### [WHAT IS BEING ASKED]
Restate every record word for word, without the pictures.

[Image-grounded pointing data]

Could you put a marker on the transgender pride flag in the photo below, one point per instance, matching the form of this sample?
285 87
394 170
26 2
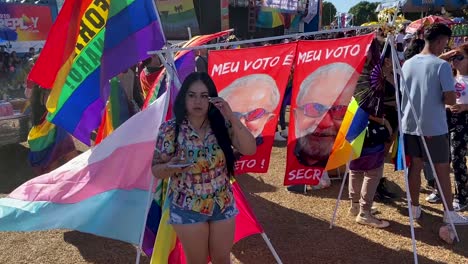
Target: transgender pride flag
104 191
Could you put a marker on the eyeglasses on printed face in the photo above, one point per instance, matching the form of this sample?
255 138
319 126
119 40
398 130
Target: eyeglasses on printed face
252 115
458 58
316 110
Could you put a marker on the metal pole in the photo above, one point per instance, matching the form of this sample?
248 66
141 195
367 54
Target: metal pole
236 43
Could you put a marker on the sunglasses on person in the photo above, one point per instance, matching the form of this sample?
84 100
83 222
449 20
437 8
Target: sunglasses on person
252 115
316 110
458 57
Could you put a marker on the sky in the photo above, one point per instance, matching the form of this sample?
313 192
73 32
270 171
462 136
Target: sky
345 5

### [RESPONSE]
Could you put a marker on the transgender pride flag in the photo below, one point per instance, matching the form of this sample?
285 87
394 170
26 2
Target: transgender pride flag
104 191
Could you put a marker on the eyeglasses on printed face in the photo above, one point per instance, matching the form of this sample?
255 138
319 126
119 40
398 130
Target: eyeglasses on printed face
252 115
458 58
316 110
Could you put a marker on the metal pole in the photo above, one point per instance, matching the form of this sample?
248 66
141 195
367 54
Target: metal pole
236 43
Could you put a marker on the sunglasses on person in the photo above, one point per instance, matching the form of this sample?
84 100
83 222
449 20
437 8
Target: sunglasses on person
252 115
316 110
458 57
Could you put a marker on the sky in the photo above, one point per instance, matching the form of this sample?
313 192
73 32
270 171
462 136
Target: sky
345 5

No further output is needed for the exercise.